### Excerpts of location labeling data

——

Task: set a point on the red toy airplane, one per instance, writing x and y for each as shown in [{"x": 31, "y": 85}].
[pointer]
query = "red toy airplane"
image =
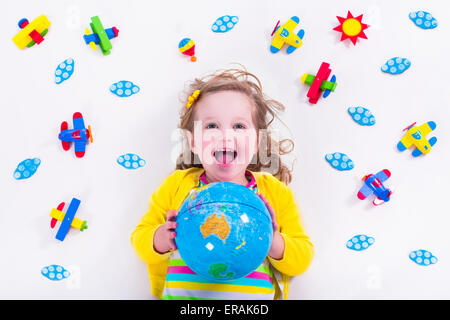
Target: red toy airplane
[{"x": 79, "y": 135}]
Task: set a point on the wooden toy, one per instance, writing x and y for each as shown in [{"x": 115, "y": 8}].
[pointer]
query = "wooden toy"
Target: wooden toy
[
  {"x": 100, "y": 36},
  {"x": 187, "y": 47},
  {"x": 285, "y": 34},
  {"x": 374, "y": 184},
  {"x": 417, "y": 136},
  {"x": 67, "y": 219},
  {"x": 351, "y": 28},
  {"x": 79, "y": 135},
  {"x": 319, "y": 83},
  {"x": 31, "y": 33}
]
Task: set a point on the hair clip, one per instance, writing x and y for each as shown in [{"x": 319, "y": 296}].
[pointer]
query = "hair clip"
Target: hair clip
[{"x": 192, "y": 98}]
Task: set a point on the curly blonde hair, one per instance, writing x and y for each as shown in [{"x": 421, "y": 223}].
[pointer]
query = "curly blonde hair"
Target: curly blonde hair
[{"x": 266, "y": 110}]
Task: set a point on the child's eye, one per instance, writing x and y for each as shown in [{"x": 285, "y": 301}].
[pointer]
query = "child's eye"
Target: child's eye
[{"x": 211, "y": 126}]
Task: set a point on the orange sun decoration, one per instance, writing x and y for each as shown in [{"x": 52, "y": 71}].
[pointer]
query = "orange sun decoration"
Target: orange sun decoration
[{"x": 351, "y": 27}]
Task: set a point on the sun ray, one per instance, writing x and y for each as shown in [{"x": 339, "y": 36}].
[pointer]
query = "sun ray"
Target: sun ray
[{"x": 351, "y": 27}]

——

### WHAT YOU HAVE TO DO
Reproduce every line of the records above verbatim, omitting the pictures.

### SOLUTION FOR THIS EXERCISE
Task: set a point on the red toy airplane, one per instance, writing x and y for each as shown in [{"x": 31, "y": 85}].
[pointer]
query = "red toy airplane"
image =
Target: red toy airplane
[{"x": 79, "y": 135}]
Task: set a point on the wooden toy, one per instance, writing x and y for each as shown in [{"x": 115, "y": 8}].
[pointer]
query = "wooden toy"
Target: wooden toy
[
  {"x": 100, "y": 36},
  {"x": 187, "y": 47},
  {"x": 285, "y": 34},
  {"x": 374, "y": 184},
  {"x": 417, "y": 136},
  {"x": 67, "y": 219},
  {"x": 351, "y": 28},
  {"x": 79, "y": 135},
  {"x": 319, "y": 83},
  {"x": 31, "y": 33}
]
Task: set a point on the hair clip, one per instance, writing x and y for each as shown in [{"x": 319, "y": 296}].
[pointer]
query = "hair clip"
Target: hair clip
[{"x": 192, "y": 98}]
Task: set a point on the curly blonde hair, one per instance, writing x and y for each as shown in [{"x": 421, "y": 223}].
[pointer]
query = "curly blonde hair"
Target: curly blonde hair
[{"x": 266, "y": 110}]
Task: set a point on the child's eye, one per instance, writing x and y for each as shown in [{"x": 285, "y": 301}].
[pointer]
query = "child's eye"
Target: child's eye
[{"x": 211, "y": 126}]
Task: set a point on the orange sun decoration, one per instance, writing x and y for each as shown in [{"x": 52, "y": 71}].
[pointer]
query = "orange sun decoration"
Target: orange sun decoration
[{"x": 351, "y": 27}]
Task: set a point on the sun ray, one per instance, writing x and y for each as shown in [{"x": 339, "y": 36}].
[pointer]
query = "sun ray"
Target: sun ray
[{"x": 351, "y": 27}]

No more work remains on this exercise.